▶ Aim of the task
Print all the entries verbatim.

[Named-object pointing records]
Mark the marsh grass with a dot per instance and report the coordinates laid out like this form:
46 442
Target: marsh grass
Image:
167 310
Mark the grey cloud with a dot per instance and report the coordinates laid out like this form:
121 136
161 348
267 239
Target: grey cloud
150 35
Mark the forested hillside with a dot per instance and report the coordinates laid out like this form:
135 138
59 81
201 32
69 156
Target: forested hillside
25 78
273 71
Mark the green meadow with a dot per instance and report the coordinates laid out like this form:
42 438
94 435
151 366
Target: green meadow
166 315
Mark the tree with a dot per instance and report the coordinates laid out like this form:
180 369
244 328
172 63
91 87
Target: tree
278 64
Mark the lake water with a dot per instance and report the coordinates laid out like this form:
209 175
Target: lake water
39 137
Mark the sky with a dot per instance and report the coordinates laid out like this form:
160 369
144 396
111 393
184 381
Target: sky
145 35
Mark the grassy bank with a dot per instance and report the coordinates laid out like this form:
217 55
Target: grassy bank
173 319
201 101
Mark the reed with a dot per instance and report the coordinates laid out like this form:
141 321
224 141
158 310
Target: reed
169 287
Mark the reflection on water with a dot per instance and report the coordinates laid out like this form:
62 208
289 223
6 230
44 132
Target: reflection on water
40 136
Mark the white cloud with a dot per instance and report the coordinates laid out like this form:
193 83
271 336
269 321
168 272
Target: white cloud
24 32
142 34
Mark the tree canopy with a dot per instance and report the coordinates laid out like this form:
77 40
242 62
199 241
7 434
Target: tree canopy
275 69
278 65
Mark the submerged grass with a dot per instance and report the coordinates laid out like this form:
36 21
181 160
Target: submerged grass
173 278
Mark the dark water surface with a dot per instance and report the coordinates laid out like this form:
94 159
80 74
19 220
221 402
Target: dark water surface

▶ Solution for this problem
Mark the marsh grass with a dot per instance and report the coordinates laid out like this form:
46 442
Target: marsh grass
Image:
167 310
Mark the grey cloud with a dot per instance and report the coordinates laid out like this form:
121 136
161 348
267 239
Target: grey cloud
150 35
Mark the forested hillside with a dot per instance and report the coordinates laid out like this form:
135 138
59 81
201 32
69 156
Target: forested hillside
25 78
273 71
Mark the green meadow with a dot per instance and report the coordinates laid out like this form:
42 438
94 435
151 366
Target: green meadow
166 315
Mark the tree with a dot per instance and report the coordinates laid out like this form:
180 369
244 328
172 63
91 87
Target: tree
278 64
Mark the lake water with a dot per instance and report the coordinates laid out like this form:
209 175
Target: lake water
39 137
Mark the sky with a dot per instance and report the coordinates laid out like this form:
160 369
144 396
111 393
184 381
Target: sky
145 35
Mark the grassy bank with a dot per instance and report the coordinates laid out like this form:
217 55
Target: grassy bank
173 319
201 101
Mark the reed with a dot per instance and report the coordinates laid out like this form:
141 321
224 141
158 310
Target: reed
169 287
Mark the reflection on water with a dot per instance and report the coordinates laid out like this form:
62 208
289 223
6 230
44 132
Target: reflection on water
40 136
Mark the white cloud with a dot per instance and report the coordinates laid out like this form:
193 83
271 336
269 321
168 272
Target: white cloud
24 32
142 34
Mark the tree canopy with a dot per instance and report the coordinates laid out like this form:
77 40
242 62
199 241
7 434
Target: tree canopy
275 69
278 65
Mark the submerged grass with a dot per instance and report the coordinates laid out like this form:
36 21
181 160
Target: submerged grass
173 278
Mark the dark water surface with a dot per instance and report the coordinates laid out like this form:
94 159
80 74
19 220
221 402
Target: dark water surface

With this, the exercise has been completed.